::: PROVIDED DATA

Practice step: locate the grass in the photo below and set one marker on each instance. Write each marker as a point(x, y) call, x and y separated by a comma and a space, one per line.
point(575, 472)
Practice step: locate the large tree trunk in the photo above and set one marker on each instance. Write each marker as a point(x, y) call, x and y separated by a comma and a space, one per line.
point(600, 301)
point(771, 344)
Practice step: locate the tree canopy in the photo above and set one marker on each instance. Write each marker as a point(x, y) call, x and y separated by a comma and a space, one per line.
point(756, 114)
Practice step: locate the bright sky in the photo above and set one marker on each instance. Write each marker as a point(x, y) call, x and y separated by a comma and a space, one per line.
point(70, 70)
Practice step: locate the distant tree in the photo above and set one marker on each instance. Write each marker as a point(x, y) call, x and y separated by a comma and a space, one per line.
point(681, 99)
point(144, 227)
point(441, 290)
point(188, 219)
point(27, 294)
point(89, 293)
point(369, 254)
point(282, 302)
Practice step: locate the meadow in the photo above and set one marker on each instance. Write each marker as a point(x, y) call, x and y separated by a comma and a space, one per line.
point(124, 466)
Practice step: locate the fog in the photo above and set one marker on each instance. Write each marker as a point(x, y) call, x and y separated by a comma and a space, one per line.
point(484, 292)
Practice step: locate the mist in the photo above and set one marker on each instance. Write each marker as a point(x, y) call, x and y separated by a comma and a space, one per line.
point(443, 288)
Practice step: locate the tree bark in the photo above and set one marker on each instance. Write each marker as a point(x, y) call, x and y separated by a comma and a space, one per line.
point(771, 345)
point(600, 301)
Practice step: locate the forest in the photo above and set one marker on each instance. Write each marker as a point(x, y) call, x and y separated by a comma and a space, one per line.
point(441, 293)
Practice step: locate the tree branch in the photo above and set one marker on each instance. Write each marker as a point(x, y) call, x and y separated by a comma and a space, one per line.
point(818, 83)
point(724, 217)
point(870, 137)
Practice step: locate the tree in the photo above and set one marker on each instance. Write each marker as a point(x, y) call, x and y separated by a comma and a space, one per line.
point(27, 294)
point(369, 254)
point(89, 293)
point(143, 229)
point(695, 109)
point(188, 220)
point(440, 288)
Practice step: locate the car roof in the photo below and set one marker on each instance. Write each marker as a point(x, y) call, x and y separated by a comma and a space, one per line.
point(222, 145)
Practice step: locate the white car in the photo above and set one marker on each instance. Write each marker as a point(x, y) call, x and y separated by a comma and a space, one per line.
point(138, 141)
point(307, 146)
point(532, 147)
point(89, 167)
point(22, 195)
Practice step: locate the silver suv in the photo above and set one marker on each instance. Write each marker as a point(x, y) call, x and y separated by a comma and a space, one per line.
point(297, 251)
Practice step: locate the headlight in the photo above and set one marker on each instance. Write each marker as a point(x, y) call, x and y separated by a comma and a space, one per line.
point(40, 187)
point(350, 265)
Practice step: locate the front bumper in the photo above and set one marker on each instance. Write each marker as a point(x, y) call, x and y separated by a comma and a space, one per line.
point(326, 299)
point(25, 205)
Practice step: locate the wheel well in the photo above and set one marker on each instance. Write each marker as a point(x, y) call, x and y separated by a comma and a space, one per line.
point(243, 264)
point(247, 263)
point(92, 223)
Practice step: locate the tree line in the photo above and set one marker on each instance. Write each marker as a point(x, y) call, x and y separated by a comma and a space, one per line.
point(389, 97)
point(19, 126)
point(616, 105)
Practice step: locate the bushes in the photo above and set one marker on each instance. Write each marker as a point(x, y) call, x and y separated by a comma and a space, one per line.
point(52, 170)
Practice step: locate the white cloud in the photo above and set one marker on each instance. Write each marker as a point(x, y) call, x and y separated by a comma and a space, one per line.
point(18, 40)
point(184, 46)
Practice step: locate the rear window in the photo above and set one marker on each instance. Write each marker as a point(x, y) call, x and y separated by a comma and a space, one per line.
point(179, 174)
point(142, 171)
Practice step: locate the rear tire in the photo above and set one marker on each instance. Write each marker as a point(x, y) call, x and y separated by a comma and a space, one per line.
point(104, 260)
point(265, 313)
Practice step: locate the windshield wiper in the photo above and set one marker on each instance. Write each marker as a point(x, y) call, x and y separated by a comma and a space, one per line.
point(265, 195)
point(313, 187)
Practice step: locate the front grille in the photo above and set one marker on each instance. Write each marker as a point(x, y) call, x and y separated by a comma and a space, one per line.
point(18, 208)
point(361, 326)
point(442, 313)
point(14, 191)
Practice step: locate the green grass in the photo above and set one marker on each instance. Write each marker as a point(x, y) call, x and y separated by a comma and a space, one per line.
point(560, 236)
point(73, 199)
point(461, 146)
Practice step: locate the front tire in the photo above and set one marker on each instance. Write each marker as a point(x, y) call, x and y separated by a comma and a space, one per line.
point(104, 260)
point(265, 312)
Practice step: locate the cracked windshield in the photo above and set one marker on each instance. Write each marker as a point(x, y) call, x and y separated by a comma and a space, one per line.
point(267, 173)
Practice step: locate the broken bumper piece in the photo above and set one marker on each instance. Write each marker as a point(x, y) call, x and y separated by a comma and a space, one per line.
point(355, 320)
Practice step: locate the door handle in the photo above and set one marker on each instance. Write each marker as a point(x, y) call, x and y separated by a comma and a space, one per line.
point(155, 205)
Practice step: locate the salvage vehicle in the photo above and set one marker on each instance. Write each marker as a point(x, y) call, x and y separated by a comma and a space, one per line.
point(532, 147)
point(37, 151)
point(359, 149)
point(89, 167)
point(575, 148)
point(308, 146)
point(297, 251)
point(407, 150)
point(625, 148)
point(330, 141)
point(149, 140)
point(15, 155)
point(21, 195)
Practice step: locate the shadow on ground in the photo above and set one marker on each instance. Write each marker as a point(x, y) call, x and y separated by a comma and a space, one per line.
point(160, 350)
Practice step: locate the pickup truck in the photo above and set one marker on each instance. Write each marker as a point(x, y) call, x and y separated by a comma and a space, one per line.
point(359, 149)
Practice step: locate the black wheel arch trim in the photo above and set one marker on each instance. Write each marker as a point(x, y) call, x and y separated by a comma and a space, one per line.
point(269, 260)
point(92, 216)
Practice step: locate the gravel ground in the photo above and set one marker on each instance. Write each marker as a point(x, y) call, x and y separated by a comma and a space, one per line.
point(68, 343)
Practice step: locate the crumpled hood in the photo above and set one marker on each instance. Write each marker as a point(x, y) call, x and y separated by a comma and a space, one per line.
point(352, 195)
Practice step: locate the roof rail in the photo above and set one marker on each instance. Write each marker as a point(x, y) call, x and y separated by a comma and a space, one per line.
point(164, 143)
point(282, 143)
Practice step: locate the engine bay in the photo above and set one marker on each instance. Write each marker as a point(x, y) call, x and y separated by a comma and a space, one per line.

::::::

**TASK GOAL:** Write the records out once more, exactly as shown.

**ANSWER BOX:**
Practice step: locate the grass in the photo below and set one marker on each instance. Write each marker as a point(x, y) call, x and y separated by a comma and a space, one per line.
point(575, 472)
Practice step: locate the large tree trunk in the photo above and set one marker on each instance. Write each marker as a point(x, y) call, x and y separated by a comma and a space, one per line.
point(600, 301)
point(771, 344)
Practice step: locate the tree canopy in the photo above and set one marker on each instance. Write each marker as a point(x, y) call, x and y separated by a comma and a space, one per line.
point(756, 114)
Practice step: locate the bright sky in the photo above and set one marker on each instance. Write each marker as a point(x, y) call, x and y separated by a comma and a space, one per line.
point(70, 70)
Practice step: locate the distant tree in the photo above and set one marker on each instance. Write each marker as a point(x, y) call, x and y separated by a comma and a space, one per line.
point(681, 99)
point(144, 227)
point(441, 290)
point(188, 219)
point(27, 294)
point(89, 293)
point(369, 254)
point(282, 302)
Practice step: locate the meadow in the photo above and set one marker on each instance. Write each marker as a point(x, y) call, x and y separated by a comma and a space, one per line.
point(124, 466)
Practice step: locate the fog in the photo above and set one marker on each instance. Write each marker as a point(x, y) call, x and y separated by a comma and a space, one per line.
point(484, 292)
Practice step: locate the mist in the photo above and set one marker on each instance. Write each marker as a point(x, y) call, x and y separated by a comma and a space, one per line.
point(443, 288)
Practice step: locate the tree bark in the photo above and set one marker on each instance. Write each marker as a point(x, y) call, x and y separated by a comma and a space, one per line.
point(771, 345)
point(600, 301)
Practice step: locate the forest in the photo above and set one marker on each instance. Write each marker as a point(x, y) call, x and y separated by a comma and a space, one per line.
point(441, 293)
Practice step: locate the tree branch in the photo above and set one marker on each instance. Write each marker as a point(x, y) call, x and y separated by a comma and a space, one per line.
point(818, 83)
point(724, 217)
point(870, 137)
Practice step: locate the tree in the photo above and set one marker on each instance. Write each marker as a point(x, y) call, x and y separated by a comma and a space, one per line.
point(27, 294)
point(369, 254)
point(89, 293)
point(143, 229)
point(695, 109)
point(188, 220)
point(440, 288)
Practice step: locate the car roof in the photo below and set one marker on each instance. Write each marker as a point(x, y) call, x and y separated by a comma and a space, one per line.
point(222, 145)
Practice step: locate the white car in the photo above and set one marker on each instance. Write each marker as a point(x, y) call, x and y separated by a comma and a space, one per line.
point(138, 141)
point(307, 146)
point(532, 147)
point(89, 167)
point(22, 195)
Practice step: locate the silver suv in the photo above and set one marker on each instance. Write each marker as a point(x, y) call, x and y separated by a comma and a space, one per line.
point(297, 251)
Practice step: locate the headlight in the photo above and set one marker on each instance. Write each marker as a point(x, y) call, x and y separated by a comma and a space, one per line.
point(40, 187)
point(350, 265)
Practice step: locate the front bumper in the photo above and set one marker on each instance. Write each marker as a point(x, y) call, x and y separated by a comma and a space, one per line.
point(326, 299)
point(25, 205)
Practice step: locate the wheel well in the photo above and set one marker on each instance. Write each marker as a point(x, y) call, x and y separated by a comma and a space, one per line.
point(243, 264)
point(247, 263)
point(92, 223)
Practice step: locate the tree line in the photo above and set one marker on each instance. Write each marker as a point(x, y) call, x and y separated by a comma and a space, one per line.
point(389, 97)
point(19, 126)
point(616, 105)
Practice step: locate the bushes in the photo above and set one marker on each instance. Write each marker as a point(x, y) call, x and y separated by a comma and a space, one per line.
point(52, 170)
Practice step: locate the white cloud in the photo above and set one marker on each instance. Write each marker as a point(x, y) call, x and y separated by a comma and a space, one per line.
point(18, 40)
point(184, 46)
Practice step: locate the rear window in the photo above and set one marker on each instance. Write each marker as a point(x, y) call, x and y separated by a comma and a space, one per line.
point(179, 174)
point(142, 171)
Practice step: locate the rear tire in the photo above and set one marker on each instance. Write each marker as a point(x, y) call, x and y separated by a comma and a space, one per line.
point(104, 260)
point(265, 313)
Practice step: locate the windshield wiper in the photo above and set one marker on each instance. Write each marker as a point(x, y) call, x and y separated by a comma and a space, one per line.
point(265, 195)
point(313, 187)
Practice step: locate the front grille in the photo above and set one marker on each instance. Write each marker as a point(x, y) call, x and y separated by a comma and a space, one per line.
point(18, 208)
point(361, 326)
point(442, 313)
point(14, 191)
Practice step: locate the green grass in the photo above and set one marker on each instance. Write each marker as a point(x, y) call, x and y separated by a comma and a space, one per line.
point(560, 236)
point(73, 199)
point(461, 146)
Practice step: locate the front tire in the photo above and set one marker on each instance. Write each marker as a point(x, y) call, x and y separated by a comma and a space, one per line.
point(104, 260)
point(265, 312)
Practice step: locate the cracked windshield in the photo above and set one marker on each instance. Write each marker as a point(x, y) call, x and y separated by a comma and a space, one per line.
point(267, 173)
Practice step: locate the broken bumper piece in the photo above and set one marker on each instance. Write each marker as a point(x, y) call, x and y separated by a comma and a space, one per line.
point(355, 320)
Practice step: locate the door handle in the photo above and set one marker on each instance. Write each marker as a point(x, y) call, x and y separated by a comma and a space, one per line.
point(155, 205)
Practice step: locate the salvage vehicle in the photo above and set one marker on each instance. Write each marker as a point(x, y) call, x and y separated by a comma and a space, one per line.
point(532, 147)
point(37, 151)
point(359, 149)
point(89, 167)
point(575, 148)
point(308, 146)
point(297, 251)
point(407, 150)
point(625, 148)
point(330, 141)
point(149, 140)
point(15, 155)
point(21, 195)
Practice step: locate the shadow on ground in the photo above and set one marker on each instance. Write each marker as a point(x, y) call, x and y separated by a comma and a space, one per line.
point(160, 350)
Practice step: locate the pickup truck in the photo above and set one marker on each instance. Write each marker as a point(x, y) call, x and y separated by a comma and a space, one per line.
point(359, 149)
Practice step: locate the black wheel arch trim in the photo above and set one marker on each instance. Write each marker as a point(x, y) call, x and y separated by a comma and a space, one per line.
point(269, 260)
point(92, 216)
Practice step: locate the gravel ground in the photo above and set one marker on each instance. Write each marker as a point(x, y) call, x and y separated by a comma and a space, one per line.
point(68, 343)
Practice step: locate the crumpled hood in the photo above and set one marker on each instance. Write each marker as a point(x, y) call, x and y separated by a comma and a space, one per line.
point(352, 195)
Practice step: locate the roof rail in the photo above and set one marker on each instance. Write each marker as a point(x, y) call, x and y separated by a comma and a space, one per line.
point(164, 143)
point(282, 143)
Practice step: locate the engine bay in the photo above and set one marker on each instance. Write each marker as a point(x, y) call, x and y separated by a comma and a space, one per line.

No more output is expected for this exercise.